# To be done
Reproduce the material from its start through the line containing "Each instance of", swapping "soil" for "gravel" and leaving everything else unchanged.
++++++++++
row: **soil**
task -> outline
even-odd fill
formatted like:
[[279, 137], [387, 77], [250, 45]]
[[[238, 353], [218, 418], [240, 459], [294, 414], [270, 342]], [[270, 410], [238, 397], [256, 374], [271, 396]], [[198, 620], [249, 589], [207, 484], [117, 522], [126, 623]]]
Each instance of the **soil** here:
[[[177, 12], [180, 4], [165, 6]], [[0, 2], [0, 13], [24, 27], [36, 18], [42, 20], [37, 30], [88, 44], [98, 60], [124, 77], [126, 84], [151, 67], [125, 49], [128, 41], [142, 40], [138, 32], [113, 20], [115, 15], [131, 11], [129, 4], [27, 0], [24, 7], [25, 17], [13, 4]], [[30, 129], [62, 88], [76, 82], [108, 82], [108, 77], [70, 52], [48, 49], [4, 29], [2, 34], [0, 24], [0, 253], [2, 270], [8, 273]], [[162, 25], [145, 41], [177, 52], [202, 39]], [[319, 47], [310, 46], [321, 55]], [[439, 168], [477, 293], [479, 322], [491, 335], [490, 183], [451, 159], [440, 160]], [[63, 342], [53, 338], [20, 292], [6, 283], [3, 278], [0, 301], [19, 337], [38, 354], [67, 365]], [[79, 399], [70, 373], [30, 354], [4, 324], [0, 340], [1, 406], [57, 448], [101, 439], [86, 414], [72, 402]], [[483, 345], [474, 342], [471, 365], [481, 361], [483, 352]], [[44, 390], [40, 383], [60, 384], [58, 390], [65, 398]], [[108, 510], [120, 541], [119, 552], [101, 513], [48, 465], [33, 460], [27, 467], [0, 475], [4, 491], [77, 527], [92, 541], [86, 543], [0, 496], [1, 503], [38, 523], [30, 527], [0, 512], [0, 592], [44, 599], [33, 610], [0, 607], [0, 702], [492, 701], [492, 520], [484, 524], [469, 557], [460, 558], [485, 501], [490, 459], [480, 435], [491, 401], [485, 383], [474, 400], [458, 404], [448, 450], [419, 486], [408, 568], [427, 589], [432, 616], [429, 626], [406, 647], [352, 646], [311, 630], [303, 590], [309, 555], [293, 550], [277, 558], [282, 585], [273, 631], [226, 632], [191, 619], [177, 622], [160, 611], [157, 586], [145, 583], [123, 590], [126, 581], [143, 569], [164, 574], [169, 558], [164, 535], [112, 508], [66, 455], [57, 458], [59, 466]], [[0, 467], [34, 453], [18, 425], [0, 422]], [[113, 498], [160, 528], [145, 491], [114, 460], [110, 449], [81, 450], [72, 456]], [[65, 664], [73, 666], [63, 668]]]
++++++++++
# Problem solution
row: **gravel**
task -> outline
even-odd fill
formatted like:
[[279, 137], [387, 77], [250, 45]]
[[[238, 353], [218, 418], [240, 459], [294, 414], [270, 342]], [[270, 410], [238, 397], [256, 374], [271, 396]], [[198, 620], [249, 589], [207, 484], [117, 522], [126, 623]]]
Each instance of the **gravel** here:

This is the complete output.